● What is needed:
Please continue the bytecode library API reference from the point where it stops.

● Selected passage:
Argument value: an integer (int) in the range 0..2,147,483,647, or UNSET. Setting the argument value can change the instruction size (size).

size

Read-only size of the instruction in bytes (int): between 1 byte (no agument) and 6 bytes (extended argument).

Static method:

static disassemble(code: bytes, offset: int) → ConcreteInstr

Create a concrete instruction from a bytecode string.

Methods:

get_jump_target(instr_offset: int) → int or None

Get the absolute target offset of a jump. Return None if the instruction is not a jump.

The instr_offset parameter is the offset of the instruction. It is required by relative jumps.

assemble() → bytes

Assemble the instruction to a bytecode string.

Compare

class Compare

Enum for the argument of the COMPARE_OP instruction.

Equality test:

  • Compare.EQ (2): x == y
  • Compare.NE (3): x != y
  • Compare.IS (8): x is y
  • Compare.IS_NOT (9): x is not y

Inequality test:

  • Compare.LT (0): x < y
  • Compare.LE (1): x <= y
  • Compare.GT (4): x > y
  • Compare.GE (5): x >= y

Other tests:

  • Compare.IN (6): x in y
  • Compare.NOT_IN (7): x not in y
  • Compare.EXC_MATCH (10): used to compare exceptions in except: blocks

Label

class Label

Pseudo-instruction used as targets of jump instructions.

Label targets are “resolved” by Bytecode.to_concrete_bytecode.

Labels must only be used in Bytecode.

SetLineno

class SetLineno(lineno: int)

Pseudo-instruction to set the line number of following instructions.

lineno must be greater or equal than 1.

lineno

Line number (int), read-only attribute.

Bytecode classes

BaseBytecode

class BaseBytecode

Base class of bytecode classes.

Attributes:

argcount

Argument count (int), default: 0.

cellvars

Names of the cell variables (list of str), default: empty list.

docstring

Documentation string aka “docstring” (str), None, or UNSET. Default: UNSET.

If set, it is used by ConcreteBytecode.to_code() as the first constant of the created Python code object.

filename

Code filename (str), default: '<string>'.

first_lineno

First line number (int), default: 1.

flags

Flags (int).

freevars

List of free variable names (list of str), default: empty list.

kwonlyargcount

Keyword-only argument count (int), default: 0.

name

Code name (str), default: '<module>'.

Changed in version 0.3: Attribute kw_only_argcount renamed to kwonlyargcount.

Bytecode

class Bytecode

Abstract bytecode: list of abstract instructions (Instr). Inherit from BaseBytecode and list.

A bytecode must only contain objects of the 4 following types:

It is possible to use concrete instructions (ConcreteInstr), but abstract instructions are preferred.

Attributes:

argnames

List of the argument names (list of str), default: empty list.

Named-object pointing records:

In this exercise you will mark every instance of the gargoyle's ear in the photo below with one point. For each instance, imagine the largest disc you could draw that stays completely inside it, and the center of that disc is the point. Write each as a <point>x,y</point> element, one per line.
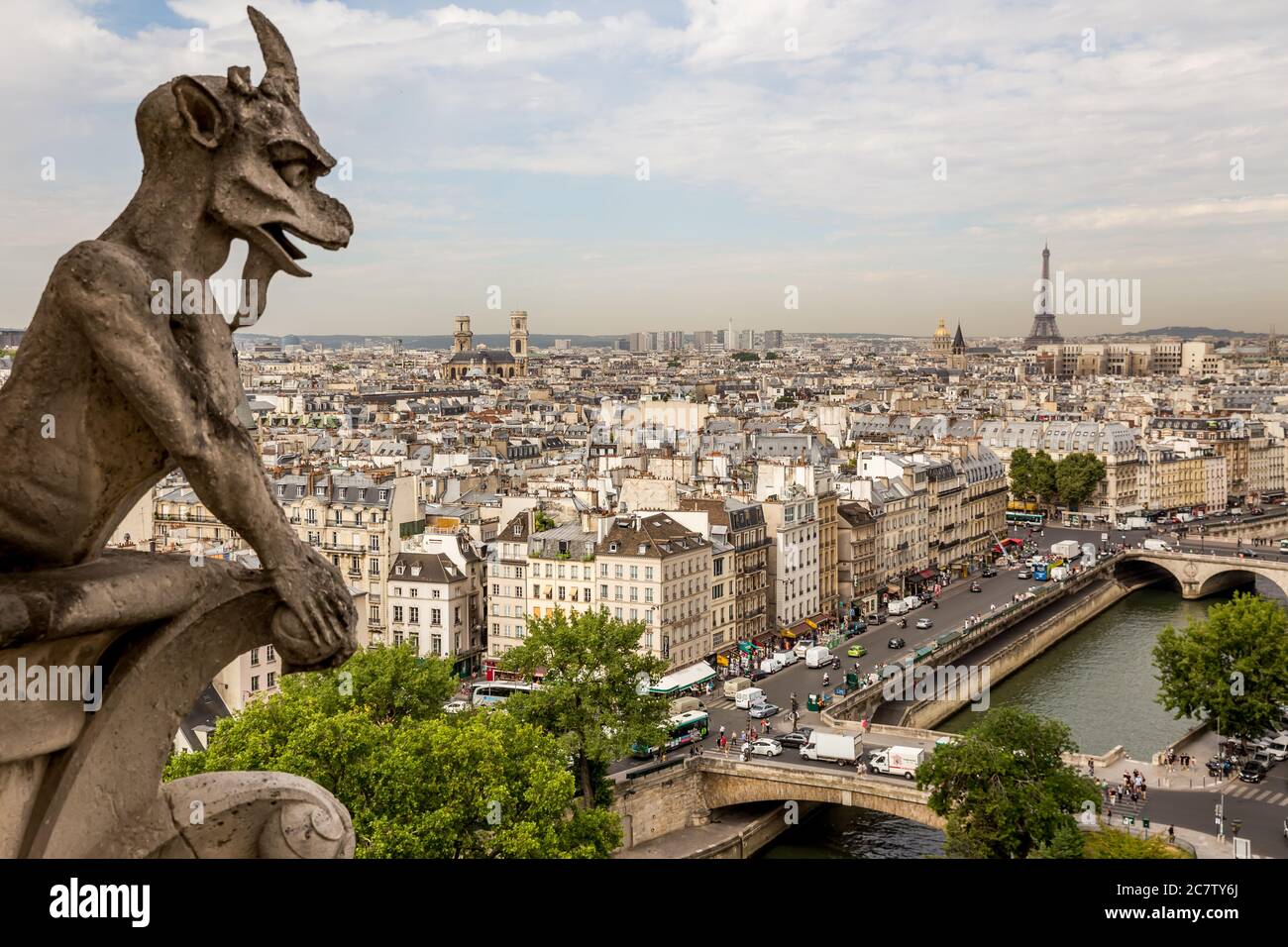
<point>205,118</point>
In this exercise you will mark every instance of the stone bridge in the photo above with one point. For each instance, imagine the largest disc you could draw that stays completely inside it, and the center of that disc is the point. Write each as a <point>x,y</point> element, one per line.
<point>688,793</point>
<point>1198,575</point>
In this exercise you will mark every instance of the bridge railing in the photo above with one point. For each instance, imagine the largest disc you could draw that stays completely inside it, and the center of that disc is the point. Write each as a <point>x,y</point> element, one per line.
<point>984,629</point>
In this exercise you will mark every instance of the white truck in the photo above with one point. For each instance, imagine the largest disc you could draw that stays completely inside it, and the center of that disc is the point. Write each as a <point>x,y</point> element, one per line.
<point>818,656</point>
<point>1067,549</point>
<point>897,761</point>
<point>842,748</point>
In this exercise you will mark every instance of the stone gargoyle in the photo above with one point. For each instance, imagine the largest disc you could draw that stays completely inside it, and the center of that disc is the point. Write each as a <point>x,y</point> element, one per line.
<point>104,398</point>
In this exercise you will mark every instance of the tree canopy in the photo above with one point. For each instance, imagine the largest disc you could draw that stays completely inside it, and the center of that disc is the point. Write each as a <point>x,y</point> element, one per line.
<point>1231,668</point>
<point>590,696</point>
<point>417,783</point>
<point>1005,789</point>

--

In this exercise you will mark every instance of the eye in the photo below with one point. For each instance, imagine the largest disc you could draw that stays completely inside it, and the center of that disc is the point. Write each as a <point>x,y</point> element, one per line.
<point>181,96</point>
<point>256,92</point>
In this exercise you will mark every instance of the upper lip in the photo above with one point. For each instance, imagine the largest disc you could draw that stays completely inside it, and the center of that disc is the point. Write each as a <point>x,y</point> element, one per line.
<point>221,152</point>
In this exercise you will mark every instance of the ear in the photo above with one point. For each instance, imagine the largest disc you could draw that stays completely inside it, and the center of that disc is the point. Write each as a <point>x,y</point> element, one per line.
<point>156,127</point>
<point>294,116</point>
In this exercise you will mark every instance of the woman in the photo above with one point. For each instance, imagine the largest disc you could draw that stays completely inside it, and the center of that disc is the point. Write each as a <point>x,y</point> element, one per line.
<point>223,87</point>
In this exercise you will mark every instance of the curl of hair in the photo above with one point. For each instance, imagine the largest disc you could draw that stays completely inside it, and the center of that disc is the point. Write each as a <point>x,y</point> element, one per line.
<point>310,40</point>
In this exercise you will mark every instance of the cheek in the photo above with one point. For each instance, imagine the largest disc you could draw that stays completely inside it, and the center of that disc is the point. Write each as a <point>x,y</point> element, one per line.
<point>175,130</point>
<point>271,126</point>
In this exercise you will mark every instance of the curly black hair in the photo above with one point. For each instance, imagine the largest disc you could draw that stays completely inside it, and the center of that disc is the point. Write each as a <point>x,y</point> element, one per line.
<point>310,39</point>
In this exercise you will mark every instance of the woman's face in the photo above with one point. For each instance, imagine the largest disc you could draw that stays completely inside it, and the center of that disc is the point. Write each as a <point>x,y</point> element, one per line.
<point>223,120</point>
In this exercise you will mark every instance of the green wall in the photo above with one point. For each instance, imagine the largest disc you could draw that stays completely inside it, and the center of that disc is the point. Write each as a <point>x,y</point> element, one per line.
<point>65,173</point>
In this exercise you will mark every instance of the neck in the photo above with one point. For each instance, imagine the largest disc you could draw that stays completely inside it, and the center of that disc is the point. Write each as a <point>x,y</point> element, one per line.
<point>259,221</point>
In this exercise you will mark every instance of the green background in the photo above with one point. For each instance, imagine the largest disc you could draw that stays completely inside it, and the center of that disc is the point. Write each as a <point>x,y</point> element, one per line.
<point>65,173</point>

● Output below:
Static methods:

static from_code(code) → Bytecode

Create an abstract bytecode from a Python code object.

Methods:

to_concrete_bytecode() → ConcreteBytecode

Convert to concrete bytecode with concrete instructions.

Resolve jump targets: replace abstract labels (Label) with concrete instruction offsets (relative or absolute, depending on the jump operation).

to_code() → types.CodeType

Convert to a Python code object.

It is based on to_concrete_bytecode() and so resolve jump targets.

compute_stacksize() → int

Compute the stacksize needed to execute the code. Will raise an exception if the bytecode is invalid.

This computation requires to build the control flow graph associated with the code.

ConcreteBytecode

class ConcreteBytecode

List of concrete instructions (ConcreteInstr). Inherit from BaseBytecode.

A concrete bytecode must only contain objects of the 2 following types:

Label and Instr must not be used in concrete bytecode.

Attributes:

consts

List of constants (list), default: empty list.

names

List of names (list of str), default: empty list.

varnames

List of variable names (list of str), default: empty list.

Static methods:

static from_code(code, *, extended_arg=false) → ConcreteBytecode

Create a concrete bytecode from a Python code object.

If extended_arg is true, create EXTENDED_ARG instructions. Otherwise, concrete instruction use extended argument (size of 6 bytes rather than 3 bytes).

Methods:

to_code() → types.CodeType

Convert to a Python code object.

On Python older than 3.6, raise an exception on negative line number delta.

to_bytecode() → Bytecode

Convert to abstract bytecode with abstract instructions.

compute_stacksize() → int

Compute the stacksize needed to execute the code. Will raise an exception if the bytecode is invalid.

This computation requires to build the control flow graph associated with the code.

BasicBlock

class BasicBlock

Basic block. Inherit from list.

A basic block is a straight-line code sequence of abstract instructions (Instr) with no branches in except to the entry and no branches out except at the exit.

A block must only contain objects of the 3 following types:

It is possible to use concrete instructions (ConcreteInstr) in blocks, but abstract instructions (Instr) are preferred.

Only the last instruction can have a jump argument, and the jump argument must be a basic block (BasicBlock).

Labels (Label) must not be used in blocks.

Attributes:

next_block

Next basic block (BasicBlock), or None.

Methods:

get_jump()

Get the target block (BasicBlock) of the jump if the basic block ends with an instruction with a jump argument. Otherwise, return None.

ControlFlowGraph

class ControlFlowGraph

Control flow graph (CFG): list of basic blocks (BasicBlock). A basic block is a straight-line code sequence of abstract instructions (Instr) with no branches in except to the entry and no branches out except at the exit. Inherit from BaseBytecode.

Labels (Label) must not be used in blocks.

This class is not designed to emit code, but to analyze and modify existing code. Use Bytecode to emit code.

Attributes:

argnames

List of the argument names (list of str), default: empty list.

Methods:

static from_bytecode(bytecode: Bytecode) → ControlFlowGraph

Convert a Bytecode object to a ControlFlowGraph object: convert labels to blocks.

Splits blocks after final instructions (Instr.is_final()) and after conditional jumps (Instr.is_cond_jump()).

add_block(instructions=None) → BasicBlock

Add a new basic block. Return the newly created basic block.

get_block_index(block: BasicBlock) → int

Get the index of a block in the bytecode.

Raise a ValueError if the block is not part of the bytecode.

New in version 0.3.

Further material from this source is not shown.